PROBLEM TO WORK ON: The records below hold pictures; please leave those out and retype the rest exactly.

LISTED RECORDS:
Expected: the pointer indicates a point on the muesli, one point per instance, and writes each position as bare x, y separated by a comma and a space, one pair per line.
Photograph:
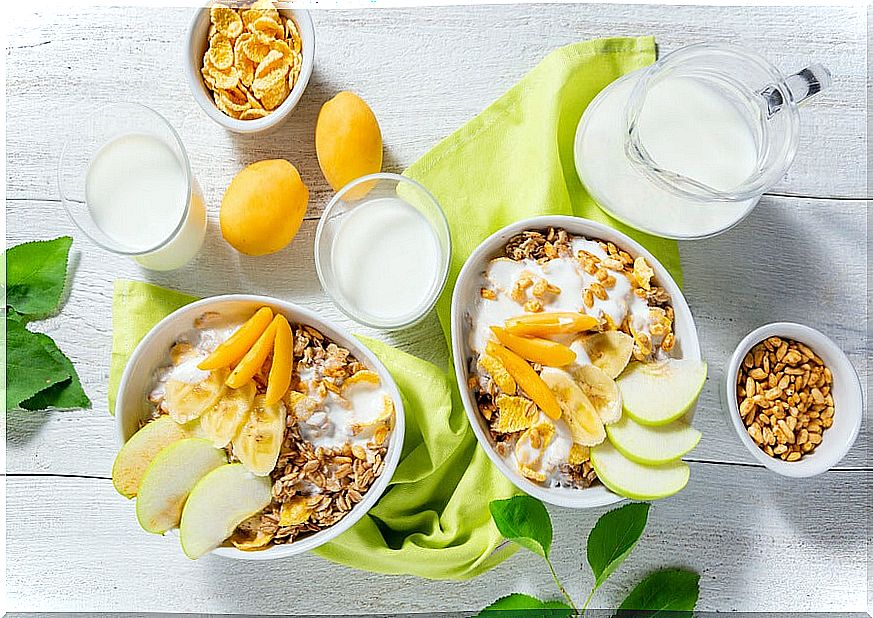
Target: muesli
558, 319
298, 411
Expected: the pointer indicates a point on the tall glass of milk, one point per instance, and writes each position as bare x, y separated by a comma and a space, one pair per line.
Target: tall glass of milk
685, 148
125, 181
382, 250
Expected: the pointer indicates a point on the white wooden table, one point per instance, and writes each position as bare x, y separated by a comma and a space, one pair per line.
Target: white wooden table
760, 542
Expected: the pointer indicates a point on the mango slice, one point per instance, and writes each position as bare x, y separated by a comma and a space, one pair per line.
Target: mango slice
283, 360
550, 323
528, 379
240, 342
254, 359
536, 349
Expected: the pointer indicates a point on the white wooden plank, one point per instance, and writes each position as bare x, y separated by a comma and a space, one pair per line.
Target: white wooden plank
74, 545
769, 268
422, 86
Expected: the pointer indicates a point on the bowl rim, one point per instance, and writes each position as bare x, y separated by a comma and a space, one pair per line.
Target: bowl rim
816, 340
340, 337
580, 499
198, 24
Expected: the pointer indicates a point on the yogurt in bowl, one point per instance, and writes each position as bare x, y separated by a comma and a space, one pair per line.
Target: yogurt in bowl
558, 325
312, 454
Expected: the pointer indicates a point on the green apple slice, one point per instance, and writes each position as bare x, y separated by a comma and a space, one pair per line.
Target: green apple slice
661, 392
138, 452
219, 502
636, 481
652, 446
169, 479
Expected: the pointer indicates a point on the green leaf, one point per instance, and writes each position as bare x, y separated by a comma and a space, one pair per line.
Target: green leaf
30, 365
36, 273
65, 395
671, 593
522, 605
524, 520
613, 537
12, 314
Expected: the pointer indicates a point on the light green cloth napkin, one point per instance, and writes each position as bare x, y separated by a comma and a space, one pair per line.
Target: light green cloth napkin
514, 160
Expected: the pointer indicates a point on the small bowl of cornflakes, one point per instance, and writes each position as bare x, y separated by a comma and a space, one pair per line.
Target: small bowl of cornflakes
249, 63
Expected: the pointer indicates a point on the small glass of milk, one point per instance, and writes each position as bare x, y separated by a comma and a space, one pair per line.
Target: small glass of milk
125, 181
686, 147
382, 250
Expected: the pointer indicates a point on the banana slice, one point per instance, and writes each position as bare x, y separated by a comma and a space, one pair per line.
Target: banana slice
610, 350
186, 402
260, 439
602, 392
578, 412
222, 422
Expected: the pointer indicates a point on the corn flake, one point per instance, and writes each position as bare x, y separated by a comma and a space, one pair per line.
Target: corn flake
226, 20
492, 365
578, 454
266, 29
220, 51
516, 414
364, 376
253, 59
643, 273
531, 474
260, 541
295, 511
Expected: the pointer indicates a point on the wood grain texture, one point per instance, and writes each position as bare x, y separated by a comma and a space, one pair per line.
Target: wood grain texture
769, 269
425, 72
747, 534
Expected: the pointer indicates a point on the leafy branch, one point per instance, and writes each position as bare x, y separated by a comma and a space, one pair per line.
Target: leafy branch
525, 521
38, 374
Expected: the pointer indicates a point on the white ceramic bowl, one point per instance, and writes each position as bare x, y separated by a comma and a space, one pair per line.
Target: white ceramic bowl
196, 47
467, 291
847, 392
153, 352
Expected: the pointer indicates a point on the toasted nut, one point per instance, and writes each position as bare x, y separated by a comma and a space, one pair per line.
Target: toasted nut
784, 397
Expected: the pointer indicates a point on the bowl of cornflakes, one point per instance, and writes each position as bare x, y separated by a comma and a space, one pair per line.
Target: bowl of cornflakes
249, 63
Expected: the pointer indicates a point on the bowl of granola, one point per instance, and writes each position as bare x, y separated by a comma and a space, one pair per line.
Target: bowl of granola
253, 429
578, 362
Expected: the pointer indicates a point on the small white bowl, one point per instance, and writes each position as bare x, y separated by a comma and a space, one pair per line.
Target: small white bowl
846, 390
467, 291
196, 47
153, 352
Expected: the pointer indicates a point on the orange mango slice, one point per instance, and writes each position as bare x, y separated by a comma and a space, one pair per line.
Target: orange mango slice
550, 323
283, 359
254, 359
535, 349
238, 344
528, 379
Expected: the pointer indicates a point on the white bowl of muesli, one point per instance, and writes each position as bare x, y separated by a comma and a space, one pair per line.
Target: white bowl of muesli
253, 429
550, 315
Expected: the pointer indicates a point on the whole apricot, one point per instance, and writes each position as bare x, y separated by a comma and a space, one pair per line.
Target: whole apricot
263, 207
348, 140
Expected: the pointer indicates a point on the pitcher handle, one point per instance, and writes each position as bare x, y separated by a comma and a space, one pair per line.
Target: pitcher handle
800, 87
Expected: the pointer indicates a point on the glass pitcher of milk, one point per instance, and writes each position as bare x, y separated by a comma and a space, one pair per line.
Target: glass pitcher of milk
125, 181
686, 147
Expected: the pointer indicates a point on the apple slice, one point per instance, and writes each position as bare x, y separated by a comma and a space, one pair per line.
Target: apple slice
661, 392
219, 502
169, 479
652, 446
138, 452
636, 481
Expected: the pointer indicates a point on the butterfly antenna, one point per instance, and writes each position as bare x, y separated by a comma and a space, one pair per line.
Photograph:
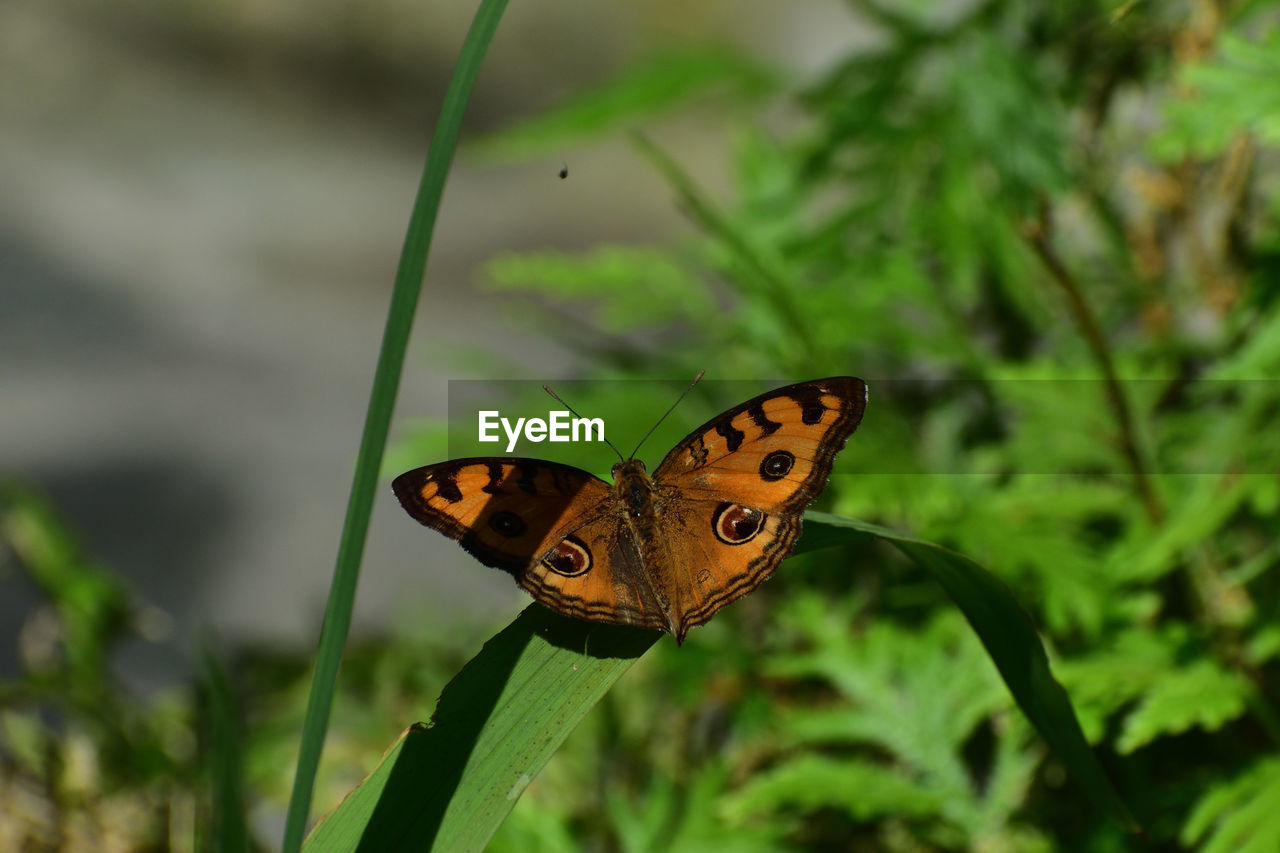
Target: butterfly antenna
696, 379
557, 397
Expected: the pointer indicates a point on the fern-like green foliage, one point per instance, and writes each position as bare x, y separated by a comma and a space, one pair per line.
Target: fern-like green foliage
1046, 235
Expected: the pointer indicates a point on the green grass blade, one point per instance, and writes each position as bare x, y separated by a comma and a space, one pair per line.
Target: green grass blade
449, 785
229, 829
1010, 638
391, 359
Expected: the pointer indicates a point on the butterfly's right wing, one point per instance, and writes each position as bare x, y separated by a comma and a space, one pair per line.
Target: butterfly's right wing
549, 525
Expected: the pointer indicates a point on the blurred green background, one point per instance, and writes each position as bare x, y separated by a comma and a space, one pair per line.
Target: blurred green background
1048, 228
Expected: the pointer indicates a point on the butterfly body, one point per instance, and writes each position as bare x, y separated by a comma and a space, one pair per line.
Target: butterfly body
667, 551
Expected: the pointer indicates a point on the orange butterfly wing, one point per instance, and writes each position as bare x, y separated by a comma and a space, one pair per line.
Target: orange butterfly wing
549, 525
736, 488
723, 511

WRITTEN SOLUTION:
Expected: the pointer indicates a point on the muesli, one point per instance, and writes each position as bare x, y separated by a comma and a space, one pair per line.
Photograph:
Target: muesli
558, 319
298, 411
Expected: the pointer indicates a point on the tall glass of milk, one point per instance, and writes each position as bare x, y separated by a comma and a space, one pair per line.
Target: tall glass of milk
685, 148
125, 181
382, 250
Expected: the pointer indicates a point on the white wooden table, one point per instance, and writes each position as bare x, y separated by a comma and a space, one pair per line.
Target: white wooden table
760, 542
Expected: the pointer indicates a point on the mango slice, one point per instance, and writes each position as bare x, y separated by a comma and a space, one pair per line.
Target: mango slice
283, 360
550, 323
528, 379
240, 342
254, 359
536, 349
Expected: the pointer indicates a point on the white wooden plank, one point per instance, and writes each position as bare x, y separated by a comma and a space, one pair per line.
Target: white wooden plank
74, 545
769, 268
422, 86
Expected: the pointer indicates a point on the bowl rim, one point per instance, and writes each position as bare x, y separated by a comma and a space, one pair per line.
Target: bowl rim
816, 340
340, 337
580, 499
198, 24
Expected: the pointer indicates a point on the yogurt in bowl, one point per instance, and writes each position as bare x, y separated by a comma and a space, one pair per line.
Target: yogurt in bowl
558, 325
312, 454
Expected: the pointer indicates a point on the green apple slice, one point per instance, and writes each position as bare x, y separated by a comma and a space, one pair per line.
Target: green apple slice
661, 392
138, 452
219, 502
636, 481
652, 446
169, 479
Expected: the pointer indicates a point on the green leaf, one point per instance, and writes each position as bare x, y separated by a comma and a space, one pair per line.
Target: green leaf
30, 365
36, 273
65, 395
671, 593
522, 605
524, 520
613, 537
12, 314
Expected: the pointer indicates a point on the light green cloth napkin, one point per instance, and writes each position as bare x, y separated by a comma and a space, one pair per line.
Target: light green cloth napkin
514, 160
Expected: the pointer indicates a point on the small bowl of cornflakes, one point per instance, and writes each position as bare x, y separated by a comma and a space, one pair per line.
Target: small bowl of cornflakes
249, 63
Expected: the pointer indicates a point on the small glass of milk, one point per instance, and writes each position as bare x, y separated by a comma and a space, one pair per line.
Target: small glass of milk
125, 181
686, 147
382, 250
Expected: the pointer indicates a point on the banana slice, one point per instance, and writes each position as bare x, y separated by a comma and a space, one pair per line.
Target: banana slice
610, 350
186, 402
260, 439
602, 392
578, 412
222, 422
Expected: the pointer indicates a point on the corn flake, one point per instance, and writes each position as bare x, y separated by a comma and a space, one pair per line.
Target: corn flake
226, 20
492, 365
578, 454
266, 29
220, 51
516, 414
364, 376
253, 59
643, 273
531, 474
260, 541
295, 511
Expected: the pointer indicates a point on the wood grain texture, one point per instance, and writes each position as bare x, y separated by a comma and a space, one pair per line.
Target: wood grain texture
769, 269
425, 72
747, 534
Expected: the pointer indicates a point on the leafy branch, one point per instance, and writes each position as bare x, y separated by a comma and a space, one pair per line.
Target: leafy branch
525, 521
38, 374
Expected: the pointer indicates a point on the white ceramic bowl, one point per instance, and writes each position as bare x, y separated by a comma and a space, one pair per line.
Target: white ceramic bowl
196, 47
467, 291
847, 392
153, 352
Expected: the pointer indicates a point on the toasted nut, one point per instance, and writes each position as bare x, y separated by a comma and a space, one pair per line.
Target: toasted nut
784, 397
Expected: the pointer indicates a point on the bowl of cornflakes, one point per instance, and writes each position as bare x, y separated by a comma and a space, one pair per line.
Target: bowl of cornflakes
249, 63
Expected: the pointer indicates a point on the bowl of granola, one point per instance, and writes each position as bare x, y separated by a comma and a space, one pair per line.
Target: bowl of granola
253, 429
578, 362
Expected: the pointer indicates a point on the small white bowl, one point per instance, and writes each position as bare x, y separated by a comma and a space, one pair per line.
Target: small white bowl
846, 390
467, 291
196, 47
153, 352
Expected: the pointer indicates a point on the orange mango slice, one point per instance, and writes each position as bare x, y separated by a comma and a space, one pair per line.
Target: orange mango slice
550, 323
283, 359
254, 359
535, 349
238, 344
528, 379
Expected: the pointer indicates a point on the white bowl of muesli, one point per instance, and writes each position as bare x, y separated by a comma and a space, one pair per line.
Target: white bowl of muesli
253, 429
550, 315
Expected: the pointer indicates a point on the whole apricot, one point per instance, and writes each position as bare x, y separated by a comma and a space, one pair per line.
Target: whole apricot
263, 207
348, 140
Expected: the pointer indicates a point on the pitcher handle, one point per instance, and writes each position as bare x, y separated by a comma and a space, one pair per line.
Target: pitcher handle
800, 87
Expected: the pointer indicates a point on the glass pitcher of milk, one point per instance, and writes each position as bare x, y separated by a comma and a space, one pair per line.
Target: glass pitcher of milk
125, 181
686, 147
Expected: the pointer indicates a point on the apple slice, one point per instance, and writes each position as bare x, y separated by a comma and a space, one pair per line.
Target: apple slice
661, 392
219, 502
169, 479
652, 446
138, 452
636, 481
Expected: the pointer indicates a point on the butterfly antenna, one point per instance, and writes each position as bare x, y separated by a comma and a space, one pair per line.
Photograph:
Target: butterfly antenna
696, 379
557, 397
Expected: the pointer indicates a point on the fern-like green foliage, one point per instance, and writes each position as bare x, y separated by a comma and a space, one pair per line.
Target: fern-like green foliage
1046, 235
Expected: the pointer indicates a point on the green grass blade, one point per instance, and writes each position as bare x, y separated by a comma and a space, one pair per line.
Target: green grass blade
449, 785
229, 829
1010, 638
391, 359
Expected: the pointer indicates a point on the butterfly's right wing, one point per instance, and writes each position as bare x, y separated by a comma and a space, one pair per line.
Target: butterfly's right wing
549, 525
Expected: the pointer indicates a point on the blurred green background, one point per instance, and writes each position as bare x, y separated by a comma and a space, one pair per line.
Target: blurred green background
1048, 228
Expected: the pointer indicates a point on the butterfly body, one point per instance, and writes each position as bare x, y separated by a comma and a space, one pair per line.
Target: butterfly body
667, 551
Expected: the pointer indicates a point on the orange butterfly wing, one point per instance, and writes each position as bare x, y separated by a comma and a space, one pair per line.
Target: orange butterfly wing
549, 525
736, 488
723, 511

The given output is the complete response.